Present all of the data below as a Markdown table with two columns, Row and Line. Number each row and omit any blank lines.

• [Records for this exercise]:
Start

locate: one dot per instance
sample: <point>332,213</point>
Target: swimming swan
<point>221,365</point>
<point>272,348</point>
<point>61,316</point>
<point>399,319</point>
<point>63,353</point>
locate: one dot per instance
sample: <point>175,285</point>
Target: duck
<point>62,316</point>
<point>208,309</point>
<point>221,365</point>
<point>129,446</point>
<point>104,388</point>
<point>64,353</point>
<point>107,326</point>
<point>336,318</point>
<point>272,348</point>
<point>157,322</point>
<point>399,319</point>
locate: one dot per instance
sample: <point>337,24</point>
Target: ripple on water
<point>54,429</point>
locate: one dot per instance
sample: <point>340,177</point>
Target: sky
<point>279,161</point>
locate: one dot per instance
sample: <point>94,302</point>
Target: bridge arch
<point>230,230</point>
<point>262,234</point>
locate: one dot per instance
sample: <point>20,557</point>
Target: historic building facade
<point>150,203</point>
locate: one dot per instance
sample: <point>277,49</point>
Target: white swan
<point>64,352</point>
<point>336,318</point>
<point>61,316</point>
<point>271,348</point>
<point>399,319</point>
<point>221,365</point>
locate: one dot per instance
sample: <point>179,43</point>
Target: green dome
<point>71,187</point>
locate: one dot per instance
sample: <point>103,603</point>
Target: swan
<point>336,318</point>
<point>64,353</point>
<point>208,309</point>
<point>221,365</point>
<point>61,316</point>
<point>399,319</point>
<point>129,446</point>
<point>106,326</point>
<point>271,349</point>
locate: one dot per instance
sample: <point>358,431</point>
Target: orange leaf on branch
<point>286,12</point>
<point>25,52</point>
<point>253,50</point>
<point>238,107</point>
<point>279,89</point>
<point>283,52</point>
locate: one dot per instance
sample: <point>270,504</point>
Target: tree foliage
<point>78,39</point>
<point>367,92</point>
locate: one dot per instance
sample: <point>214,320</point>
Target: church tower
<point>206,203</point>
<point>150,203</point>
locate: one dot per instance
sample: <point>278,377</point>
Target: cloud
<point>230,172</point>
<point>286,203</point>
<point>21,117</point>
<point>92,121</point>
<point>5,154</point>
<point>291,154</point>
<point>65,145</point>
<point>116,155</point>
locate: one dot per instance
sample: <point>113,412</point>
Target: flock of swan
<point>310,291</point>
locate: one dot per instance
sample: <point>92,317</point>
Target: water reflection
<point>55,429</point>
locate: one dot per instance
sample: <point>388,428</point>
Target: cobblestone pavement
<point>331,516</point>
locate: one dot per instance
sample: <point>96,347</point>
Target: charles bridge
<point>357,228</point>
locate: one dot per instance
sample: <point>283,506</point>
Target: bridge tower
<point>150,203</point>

End

• [Answer for the task]:
| Row | Line |
|---|---|
| 1 | locate: one dot per instance |
| 2 | sample: <point>332,213</point> |
| 3 | Target: swimming swan |
| 4 | <point>221,365</point> |
| 5 | <point>272,348</point> |
| 6 | <point>61,316</point> |
| 7 | <point>399,319</point> |
| 8 | <point>63,353</point> |
| 9 | locate: one dot per instance |
| 10 | sample: <point>175,285</point> |
| 11 | Target: duck |
| 12 | <point>62,316</point> |
| 13 | <point>208,309</point> |
| 14 | <point>221,365</point> |
| 15 | <point>129,446</point> |
| 16 | <point>104,388</point> |
| 17 | <point>64,353</point> |
| 18 | <point>107,326</point> |
| 19 | <point>336,318</point> |
| 20 | <point>272,348</point> |
| 21 | <point>157,322</point> |
| 22 | <point>399,319</point> |
| 23 | locate: one dot per instance |
| 24 | sample: <point>337,24</point> |
| 25 | Target: ripple on water |
| 26 | <point>54,429</point> |
| 27 | locate: one dot per instance |
| 28 | sample: <point>340,177</point> |
| 29 | Target: sky |
| 30 | <point>279,161</point> |
| 31 | locate: one dot per instance |
| 32 | sample: <point>94,302</point> |
| 33 | Target: bridge arch |
| 34 | <point>230,230</point> |
| 35 | <point>262,234</point> |
| 36 | locate: one dot per instance |
| 37 | sample: <point>20,557</point> |
| 38 | Target: historic building facade |
| 39 | <point>150,203</point> |
| 40 | locate: one dot per instance |
| 41 | sample: <point>277,49</point> |
| 42 | Target: white swan |
| 43 | <point>64,352</point> |
| 44 | <point>336,318</point> |
| 45 | <point>61,316</point> |
| 46 | <point>271,348</point> |
| 47 | <point>399,319</point> |
| 48 | <point>221,365</point> |
| 49 | locate: one dot per instance |
| 50 | sample: <point>179,43</point> |
| 51 | Target: green dome |
| 52 | <point>71,187</point> |
| 53 | locate: one dot per instance |
| 54 | sample: <point>103,603</point> |
| 55 | Target: swan |
| 56 | <point>336,318</point> |
| 57 | <point>64,353</point> |
| 58 | <point>208,309</point> |
| 59 | <point>221,365</point> |
| 60 | <point>61,316</point> |
| 61 | <point>399,319</point> |
| 62 | <point>129,446</point> |
| 63 | <point>106,326</point> |
| 64 | <point>271,349</point> |
| 65 | locate: one dot per instance |
| 66 | sample: <point>358,431</point> |
| 67 | Target: orange leaf on branch |
| 68 | <point>286,12</point> |
| 69 | <point>25,52</point> |
| 70 | <point>253,50</point> |
| 71 | <point>238,107</point> |
| 72 | <point>279,89</point> |
| 73 | <point>283,52</point> |
| 74 | locate: one dot per instance |
| 75 | sample: <point>270,504</point> |
| 76 | Target: tree foliage |
| 77 | <point>78,39</point> |
| 78 | <point>367,92</point> |
| 79 | locate: one dot per instance |
| 80 | sample: <point>214,320</point> |
| 81 | Target: church tower |
| 82 | <point>206,203</point> |
| 83 | <point>150,203</point> |
| 84 | locate: one dot per instance |
| 85 | sample: <point>278,377</point> |
| 86 | Target: cloud |
| 87 | <point>230,172</point> |
| 88 | <point>286,203</point> |
| 89 | <point>21,117</point> |
| 90 | <point>92,121</point> |
| 91 | <point>5,154</point> |
| 92 | <point>291,154</point> |
| 93 | <point>65,145</point> |
| 94 | <point>116,155</point> |
| 95 | locate: one dot per instance |
| 96 | sample: <point>113,412</point> |
| 97 | Target: flock of swan |
| 98 | <point>310,291</point> |
| 99 | locate: one dot per instance |
| 100 | sample: <point>92,317</point> |
| 101 | Target: water reflection |
| 102 | <point>55,429</point> |
| 103 | locate: one dot per instance |
| 104 | sample: <point>388,428</point> |
| 105 | Target: cobblestone pavement |
| 106 | <point>331,516</point> |
| 107 | locate: one dot per instance |
| 108 | sample: <point>96,347</point> |
| 109 | Target: charles bridge |
| 110 | <point>357,228</point> |
| 111 | locate: one dot per instance |
| 112 | sample: <point>283,506</point> |
| 113 | Target: bridge tower |
| 114 | <point>150,203</point> |